--- Supplied entries ---

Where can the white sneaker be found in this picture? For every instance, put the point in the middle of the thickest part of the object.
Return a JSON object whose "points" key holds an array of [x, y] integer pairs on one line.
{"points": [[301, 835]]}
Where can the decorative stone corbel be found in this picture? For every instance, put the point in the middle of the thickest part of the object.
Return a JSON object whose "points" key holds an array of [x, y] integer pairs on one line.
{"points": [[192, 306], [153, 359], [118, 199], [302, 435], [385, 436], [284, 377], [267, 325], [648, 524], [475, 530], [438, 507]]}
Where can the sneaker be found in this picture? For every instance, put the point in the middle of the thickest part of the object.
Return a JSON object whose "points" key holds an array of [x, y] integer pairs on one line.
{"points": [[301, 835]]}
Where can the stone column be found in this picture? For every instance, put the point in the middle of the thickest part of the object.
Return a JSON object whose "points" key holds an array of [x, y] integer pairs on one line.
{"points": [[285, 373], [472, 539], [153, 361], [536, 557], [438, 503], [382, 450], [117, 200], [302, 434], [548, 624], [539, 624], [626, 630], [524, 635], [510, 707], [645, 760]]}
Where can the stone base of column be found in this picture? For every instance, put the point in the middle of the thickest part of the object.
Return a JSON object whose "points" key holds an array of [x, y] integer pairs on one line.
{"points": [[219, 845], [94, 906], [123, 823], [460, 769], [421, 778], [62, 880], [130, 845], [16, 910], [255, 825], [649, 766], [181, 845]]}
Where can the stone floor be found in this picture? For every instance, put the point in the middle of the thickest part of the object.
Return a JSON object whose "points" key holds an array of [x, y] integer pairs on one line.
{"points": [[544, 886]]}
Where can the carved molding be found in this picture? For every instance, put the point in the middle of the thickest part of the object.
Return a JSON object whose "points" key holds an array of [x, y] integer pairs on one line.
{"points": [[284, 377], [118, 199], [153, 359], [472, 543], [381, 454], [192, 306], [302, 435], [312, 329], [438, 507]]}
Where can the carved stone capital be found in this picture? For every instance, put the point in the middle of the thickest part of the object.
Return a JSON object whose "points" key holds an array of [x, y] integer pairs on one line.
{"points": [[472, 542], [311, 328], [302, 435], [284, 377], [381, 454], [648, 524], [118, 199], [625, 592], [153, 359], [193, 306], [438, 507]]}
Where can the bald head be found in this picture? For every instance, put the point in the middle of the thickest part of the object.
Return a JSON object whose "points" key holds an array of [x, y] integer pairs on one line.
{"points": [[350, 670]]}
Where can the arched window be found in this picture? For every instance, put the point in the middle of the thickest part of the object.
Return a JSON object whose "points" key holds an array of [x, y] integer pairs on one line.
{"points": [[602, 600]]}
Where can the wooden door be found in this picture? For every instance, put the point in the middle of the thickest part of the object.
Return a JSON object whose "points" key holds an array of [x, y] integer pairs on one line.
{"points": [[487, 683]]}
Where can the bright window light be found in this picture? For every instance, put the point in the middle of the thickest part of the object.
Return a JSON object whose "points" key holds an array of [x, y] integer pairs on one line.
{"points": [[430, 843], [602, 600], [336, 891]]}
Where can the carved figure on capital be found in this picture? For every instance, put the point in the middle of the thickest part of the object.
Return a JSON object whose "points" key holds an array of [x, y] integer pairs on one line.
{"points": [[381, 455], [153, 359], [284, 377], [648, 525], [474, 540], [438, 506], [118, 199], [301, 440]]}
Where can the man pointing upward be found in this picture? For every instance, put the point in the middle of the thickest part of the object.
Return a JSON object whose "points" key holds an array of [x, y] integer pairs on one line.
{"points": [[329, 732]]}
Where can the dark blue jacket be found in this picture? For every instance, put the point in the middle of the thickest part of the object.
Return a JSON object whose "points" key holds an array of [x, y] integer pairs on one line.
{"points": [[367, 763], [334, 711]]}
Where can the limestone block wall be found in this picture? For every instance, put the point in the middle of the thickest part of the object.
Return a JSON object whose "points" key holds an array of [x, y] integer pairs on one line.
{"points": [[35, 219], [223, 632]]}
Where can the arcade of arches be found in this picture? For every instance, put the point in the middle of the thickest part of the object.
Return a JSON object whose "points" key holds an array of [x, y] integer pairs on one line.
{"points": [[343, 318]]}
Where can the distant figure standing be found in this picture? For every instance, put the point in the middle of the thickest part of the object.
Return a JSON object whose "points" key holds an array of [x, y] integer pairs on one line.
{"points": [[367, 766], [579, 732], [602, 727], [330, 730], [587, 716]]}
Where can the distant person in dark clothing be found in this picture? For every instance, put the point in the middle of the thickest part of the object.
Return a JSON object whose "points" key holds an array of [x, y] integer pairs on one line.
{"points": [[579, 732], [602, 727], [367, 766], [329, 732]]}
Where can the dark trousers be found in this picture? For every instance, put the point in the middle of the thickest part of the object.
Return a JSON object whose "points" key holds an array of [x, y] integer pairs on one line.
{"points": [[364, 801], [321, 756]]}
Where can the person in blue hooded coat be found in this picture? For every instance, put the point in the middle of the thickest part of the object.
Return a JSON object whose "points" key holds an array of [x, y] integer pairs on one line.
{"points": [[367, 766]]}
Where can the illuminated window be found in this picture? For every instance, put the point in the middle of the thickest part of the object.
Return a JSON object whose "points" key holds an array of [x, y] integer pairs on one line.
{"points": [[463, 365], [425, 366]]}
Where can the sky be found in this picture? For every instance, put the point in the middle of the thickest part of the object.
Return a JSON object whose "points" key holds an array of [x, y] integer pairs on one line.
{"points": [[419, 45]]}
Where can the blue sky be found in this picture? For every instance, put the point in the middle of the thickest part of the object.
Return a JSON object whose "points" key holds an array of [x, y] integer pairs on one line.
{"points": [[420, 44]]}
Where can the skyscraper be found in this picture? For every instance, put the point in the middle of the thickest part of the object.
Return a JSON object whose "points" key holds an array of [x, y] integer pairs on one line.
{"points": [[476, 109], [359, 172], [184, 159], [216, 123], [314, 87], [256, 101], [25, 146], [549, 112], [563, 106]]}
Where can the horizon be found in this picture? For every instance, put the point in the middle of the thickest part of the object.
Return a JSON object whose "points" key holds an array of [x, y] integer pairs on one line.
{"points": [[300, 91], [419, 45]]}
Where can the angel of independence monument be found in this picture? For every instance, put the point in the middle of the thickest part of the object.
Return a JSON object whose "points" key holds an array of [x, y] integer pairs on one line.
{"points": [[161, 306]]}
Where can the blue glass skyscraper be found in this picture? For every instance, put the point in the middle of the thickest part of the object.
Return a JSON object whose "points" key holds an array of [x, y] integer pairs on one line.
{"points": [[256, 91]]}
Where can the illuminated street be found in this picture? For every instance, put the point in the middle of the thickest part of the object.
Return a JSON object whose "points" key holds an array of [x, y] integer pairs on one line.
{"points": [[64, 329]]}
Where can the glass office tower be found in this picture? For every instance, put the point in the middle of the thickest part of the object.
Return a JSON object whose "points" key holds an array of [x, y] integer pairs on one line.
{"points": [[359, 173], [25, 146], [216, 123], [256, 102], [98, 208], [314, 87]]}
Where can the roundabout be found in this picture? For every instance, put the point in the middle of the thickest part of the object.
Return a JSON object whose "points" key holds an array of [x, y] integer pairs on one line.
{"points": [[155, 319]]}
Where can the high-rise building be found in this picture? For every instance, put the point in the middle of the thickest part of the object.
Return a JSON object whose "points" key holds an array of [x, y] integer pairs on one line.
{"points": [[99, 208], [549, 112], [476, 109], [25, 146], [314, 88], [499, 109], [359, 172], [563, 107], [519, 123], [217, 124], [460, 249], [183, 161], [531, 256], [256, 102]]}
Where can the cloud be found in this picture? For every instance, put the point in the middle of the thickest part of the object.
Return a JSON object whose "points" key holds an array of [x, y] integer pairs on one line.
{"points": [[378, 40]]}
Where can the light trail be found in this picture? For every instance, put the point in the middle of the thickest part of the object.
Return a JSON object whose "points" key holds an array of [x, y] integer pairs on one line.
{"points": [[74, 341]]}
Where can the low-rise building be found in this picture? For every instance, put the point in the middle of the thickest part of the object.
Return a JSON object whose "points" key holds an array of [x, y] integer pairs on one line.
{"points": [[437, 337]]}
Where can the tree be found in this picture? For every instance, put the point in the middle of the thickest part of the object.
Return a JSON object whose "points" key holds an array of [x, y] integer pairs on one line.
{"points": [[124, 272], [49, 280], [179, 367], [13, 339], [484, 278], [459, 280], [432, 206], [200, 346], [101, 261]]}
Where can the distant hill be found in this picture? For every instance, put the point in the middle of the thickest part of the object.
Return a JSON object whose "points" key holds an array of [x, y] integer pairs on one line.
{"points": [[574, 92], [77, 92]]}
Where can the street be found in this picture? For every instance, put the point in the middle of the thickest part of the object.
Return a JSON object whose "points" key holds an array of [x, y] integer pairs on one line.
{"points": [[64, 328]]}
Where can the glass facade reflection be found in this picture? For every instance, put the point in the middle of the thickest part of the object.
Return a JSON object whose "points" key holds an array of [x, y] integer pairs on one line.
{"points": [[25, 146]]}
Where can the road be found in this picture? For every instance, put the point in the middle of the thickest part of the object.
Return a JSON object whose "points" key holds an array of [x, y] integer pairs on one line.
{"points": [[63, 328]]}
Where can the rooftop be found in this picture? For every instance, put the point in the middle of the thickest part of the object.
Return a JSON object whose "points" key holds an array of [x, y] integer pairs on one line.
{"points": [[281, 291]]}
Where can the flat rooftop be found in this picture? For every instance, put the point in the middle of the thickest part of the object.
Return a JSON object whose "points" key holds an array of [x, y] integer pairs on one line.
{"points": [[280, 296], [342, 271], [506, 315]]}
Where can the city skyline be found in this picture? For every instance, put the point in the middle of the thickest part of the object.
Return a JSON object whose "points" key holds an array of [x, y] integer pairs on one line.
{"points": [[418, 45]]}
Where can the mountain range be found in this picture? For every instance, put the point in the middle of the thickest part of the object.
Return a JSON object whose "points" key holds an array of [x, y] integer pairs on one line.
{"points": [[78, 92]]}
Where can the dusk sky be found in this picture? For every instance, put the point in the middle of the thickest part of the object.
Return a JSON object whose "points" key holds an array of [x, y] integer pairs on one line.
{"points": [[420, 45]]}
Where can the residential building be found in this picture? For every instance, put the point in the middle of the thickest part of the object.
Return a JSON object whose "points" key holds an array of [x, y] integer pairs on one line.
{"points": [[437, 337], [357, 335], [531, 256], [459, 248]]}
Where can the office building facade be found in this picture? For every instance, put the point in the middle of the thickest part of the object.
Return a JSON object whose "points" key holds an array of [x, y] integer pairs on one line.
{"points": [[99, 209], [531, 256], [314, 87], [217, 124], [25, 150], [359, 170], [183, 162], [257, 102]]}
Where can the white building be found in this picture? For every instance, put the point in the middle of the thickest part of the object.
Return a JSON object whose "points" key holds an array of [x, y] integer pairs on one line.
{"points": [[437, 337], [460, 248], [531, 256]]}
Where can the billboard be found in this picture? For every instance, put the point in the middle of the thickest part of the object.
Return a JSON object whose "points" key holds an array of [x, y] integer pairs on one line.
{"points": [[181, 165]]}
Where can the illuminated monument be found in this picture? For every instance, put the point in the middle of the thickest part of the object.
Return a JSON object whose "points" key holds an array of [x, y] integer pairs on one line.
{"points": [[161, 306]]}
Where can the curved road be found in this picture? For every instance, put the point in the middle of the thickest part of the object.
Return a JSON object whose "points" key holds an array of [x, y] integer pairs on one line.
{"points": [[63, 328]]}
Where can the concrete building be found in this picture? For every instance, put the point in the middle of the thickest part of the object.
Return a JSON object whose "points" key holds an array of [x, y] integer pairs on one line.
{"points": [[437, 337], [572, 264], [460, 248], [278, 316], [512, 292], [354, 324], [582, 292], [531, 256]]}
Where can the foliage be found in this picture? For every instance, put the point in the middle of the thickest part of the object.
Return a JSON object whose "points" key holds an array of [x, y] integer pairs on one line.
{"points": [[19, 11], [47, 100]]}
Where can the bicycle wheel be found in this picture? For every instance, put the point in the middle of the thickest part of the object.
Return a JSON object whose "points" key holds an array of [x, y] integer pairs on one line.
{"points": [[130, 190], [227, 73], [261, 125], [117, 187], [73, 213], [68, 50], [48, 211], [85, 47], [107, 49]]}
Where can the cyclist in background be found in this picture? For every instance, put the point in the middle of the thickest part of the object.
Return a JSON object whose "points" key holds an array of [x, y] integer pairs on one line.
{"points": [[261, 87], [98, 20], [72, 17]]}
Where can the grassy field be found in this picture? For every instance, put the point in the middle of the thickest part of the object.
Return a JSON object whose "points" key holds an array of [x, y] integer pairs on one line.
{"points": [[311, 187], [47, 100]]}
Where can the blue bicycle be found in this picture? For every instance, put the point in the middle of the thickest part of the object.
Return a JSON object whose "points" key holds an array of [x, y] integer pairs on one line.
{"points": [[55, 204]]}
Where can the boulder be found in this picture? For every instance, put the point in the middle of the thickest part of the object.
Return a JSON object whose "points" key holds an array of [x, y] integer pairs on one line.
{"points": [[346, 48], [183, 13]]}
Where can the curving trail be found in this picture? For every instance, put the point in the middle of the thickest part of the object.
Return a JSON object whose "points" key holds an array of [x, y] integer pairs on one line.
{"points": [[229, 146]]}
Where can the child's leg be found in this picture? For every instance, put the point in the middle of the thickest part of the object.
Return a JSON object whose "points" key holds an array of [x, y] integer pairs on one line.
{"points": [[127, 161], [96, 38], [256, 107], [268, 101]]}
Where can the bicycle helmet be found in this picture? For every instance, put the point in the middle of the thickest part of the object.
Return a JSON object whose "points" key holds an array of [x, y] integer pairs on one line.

---

Aim of the task:
From the line that contains "Where can the boulder" down to the last line of the listing above, repeat each line exactly, and include nothing else.

Response:
Where can the boulder be found in this picture? For every instance, put the point in the middle of the thickest part of the object.
Return a JSON object whose "points" key holds an array of [x, y] integer pairs on one line.
{"points": [[346, 48], [183, 13]]}
Where can the curving trail be found in this picture? For every instance, put the point in the middle of the thickest part of the object.
Return a JSON object whose "points" key holds an array of [x, y] integer pairs on one line.
{"points": [[229, 146]]}
Where can the child's leg be found in this picture? For every instance, put the point in the middle of the thickest part of the object.
Return a JSON object whose "points" key holds an array of [x, y] integer pairs on one line.
{"points": [[127, 161], [96, 38], [256, 107], [268, 101]]}
Where can the bicycle helmet be found in this picture? For every instance, put the point in the middle of the thickest part of the object.
Return a JSON object whose "points" key holds an array of [x, y] integer pairs on one line.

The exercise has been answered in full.